§ **TASK STATEMENT**: Your task is to print all of the data word for word.

§ **RECORDS PROVIDED**:
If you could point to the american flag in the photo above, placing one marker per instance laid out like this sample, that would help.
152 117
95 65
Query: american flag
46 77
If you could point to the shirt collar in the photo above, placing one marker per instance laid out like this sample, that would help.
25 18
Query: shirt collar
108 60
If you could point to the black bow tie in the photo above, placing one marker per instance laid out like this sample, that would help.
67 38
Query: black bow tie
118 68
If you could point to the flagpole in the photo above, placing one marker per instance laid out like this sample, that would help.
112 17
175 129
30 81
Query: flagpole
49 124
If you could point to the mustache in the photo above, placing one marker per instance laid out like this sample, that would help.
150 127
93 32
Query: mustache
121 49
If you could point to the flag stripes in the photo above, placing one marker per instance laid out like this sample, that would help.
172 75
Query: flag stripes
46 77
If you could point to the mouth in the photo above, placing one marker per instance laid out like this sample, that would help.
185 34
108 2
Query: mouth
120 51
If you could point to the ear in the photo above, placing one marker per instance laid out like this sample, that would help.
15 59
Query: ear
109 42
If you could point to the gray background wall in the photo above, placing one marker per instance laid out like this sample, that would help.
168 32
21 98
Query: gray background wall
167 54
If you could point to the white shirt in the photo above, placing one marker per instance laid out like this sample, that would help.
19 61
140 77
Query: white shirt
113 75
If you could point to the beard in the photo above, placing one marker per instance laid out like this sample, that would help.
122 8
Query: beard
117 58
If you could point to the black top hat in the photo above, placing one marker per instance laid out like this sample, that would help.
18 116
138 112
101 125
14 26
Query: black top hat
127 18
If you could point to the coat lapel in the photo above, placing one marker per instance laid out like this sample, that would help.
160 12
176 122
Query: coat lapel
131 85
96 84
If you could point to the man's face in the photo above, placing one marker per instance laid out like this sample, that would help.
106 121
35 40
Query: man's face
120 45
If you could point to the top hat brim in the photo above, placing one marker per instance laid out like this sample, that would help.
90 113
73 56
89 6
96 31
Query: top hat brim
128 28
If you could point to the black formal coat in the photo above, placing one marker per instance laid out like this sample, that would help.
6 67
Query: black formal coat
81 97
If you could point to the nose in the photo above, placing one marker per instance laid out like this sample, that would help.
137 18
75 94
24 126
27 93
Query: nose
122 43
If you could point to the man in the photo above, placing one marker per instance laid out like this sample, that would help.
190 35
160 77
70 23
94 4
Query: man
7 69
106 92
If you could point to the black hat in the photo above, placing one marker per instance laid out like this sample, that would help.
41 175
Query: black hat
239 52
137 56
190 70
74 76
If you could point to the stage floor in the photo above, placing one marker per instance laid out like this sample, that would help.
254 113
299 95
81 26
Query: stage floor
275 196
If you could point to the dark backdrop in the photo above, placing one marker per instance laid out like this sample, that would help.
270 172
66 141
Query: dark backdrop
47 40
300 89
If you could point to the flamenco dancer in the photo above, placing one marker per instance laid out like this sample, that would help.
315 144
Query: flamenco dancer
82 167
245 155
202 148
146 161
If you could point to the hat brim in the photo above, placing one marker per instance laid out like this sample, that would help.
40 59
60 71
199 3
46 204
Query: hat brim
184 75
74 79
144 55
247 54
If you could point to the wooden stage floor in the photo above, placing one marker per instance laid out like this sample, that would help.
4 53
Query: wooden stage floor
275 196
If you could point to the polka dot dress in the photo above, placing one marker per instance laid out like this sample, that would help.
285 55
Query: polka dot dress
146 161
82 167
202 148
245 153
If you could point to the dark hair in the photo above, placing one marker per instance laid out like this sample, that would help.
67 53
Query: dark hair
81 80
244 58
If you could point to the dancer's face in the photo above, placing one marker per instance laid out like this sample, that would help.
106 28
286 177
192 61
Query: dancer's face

§ **SOLUTION FOR THIS TASK**:
If you could point to the american flag in the photo above, placing one marker per instance laid out like this sample, that would help.
152 117
95 65
Query: american flag
46 77
If you could point to the shirt collar in the photo above, placing one marker per instance laid out like this sample, that would help.
25 18
Query: shirt collar
108 60
If you could point to the black bow tie in the photo above, placing one marker per instance laid out like this sample, that would help.
67 38
Query: black bow tie
118 68
If you could point to the flagpole in the photo above, placing one marker per instance laid out like this sample, that would help.
112 17
175 129
30 81
Query: flagpole
49 124
If you could point to the mustache in the photo above, placing one marker per instance laid out like this sample, that would help.
150 127
93 32
Query: mustache
121 49
If you could point to the flag stripes in the photo above, placing one marker per instance laid out like this sample, that would help.
172 75
Query: flag stripes
46 77
If you could point to the mouth in the photo above, placing one marker per instance laid out like this sample, that would help.
185 34
108 2
Query: mouth
120 51
If you could point to the ear in the photo above, placing one marker per instance laid out like this sample, that would help.
15 59
Query: ear
109 42
If you could point to the gray background wall in the photo above, placing one marker per instance laid out like this sample, that would help.
168 32
21 98
Query: gray background wall
167 54
If you could point to the white shirt in the photo above, placing one marker per instance laid out like this sample, that would help.
19 61
140 77
Query: white shirt
113 75
If you could point to the beard in the photo above, placing one marker per instance laid out like this sample, that would help.
122 8
Query: beard
117 58
If you could point to the black top hat in the photo above, placing one marker per instance laid out like this sample, that would help.
18 116
138 112
101 125
14 26
Query: black top hat
127 18
If you could point to the coat lapel in the photo above, placing one marker per instance laid out like this sample, that would help.
160 12
176 122
Query: coat lapel
131 85
96 84
If you could point to the man's face in the photo above, placing one marker per instance laid out like this sample, that would help.
106 121
35 40
Query: man's face
120 45
If you could point to the top hat brim in the photo above, placing one marker per instance laid out like this sample, that would help.
90 113
73 56
89 6
96 31
Query: top hat brim
128 28
If you could point to the black formal coat in the photo above, placing one marker per instance laid out like this sample, that would help.
6 67
Query: black formal coat
81 97
If you could point to the nose in the photo above, placing one marker per instance laid out like this sample, that would help.
137 18
75 94
24 126
27 93
Query: nose
122 43
If you could point to the man in the photo above, placing one marker per instance laid out like this sample, that would help.
190 35
160 77
70 23
94 4
Query: man
7 69
106 92
If you could point to the black hat in the photo above, placing one marker per instance laid out like this sample, that would help.
41 175
Query: black hat
239 52
137 56
190 70
74 76
If you could point to the stage floor in the photo above, placing one marker per instance laid out like this sample, that would help.
254 113
299 95
81 26
Query: stage floor
275 196
If you could point to the dark backdrop in the photo above, placing one marker per instance laid out like this sample, that would help.
270 172
66 141
Query: dark backdrop
47 40
300 89
If you could point to the flamenco dancer in the photo above, placing one marker per instance laid out like this sample, that would help.
315 144
Query: flamenco dancer
82 167
245 155
202 148
146 161
If you could point to the hat brim in the photo above, placing one marker per instance laid out like this sample, that would help.
40 59
60 71
199 3
46 204
Query: hat brim
184 75
74 79
144 55
247 54
If you could point to the wooden stage floor in the photo above, placing one marker per instance laid out like this sample, that would help.
4 53
Query: wooden stage floor
275 196
If you could point to the polka dot dress in the photo above, placing one marker per instance laid out like this sample, that would help.
285 55
Query: polka dot dress
146 161
82 167
202 148
245 153
If you could point to the dark hair in the photo above, placing one marker per instance laid out like this sample, that would help.
67 53
Query: dark hair
81 80
244 58
If you could point to the dancer's face in the photo above, placing one marker per instance laid out like this sample, that would help.
106 28
286 177
192 61
Query: dancer's face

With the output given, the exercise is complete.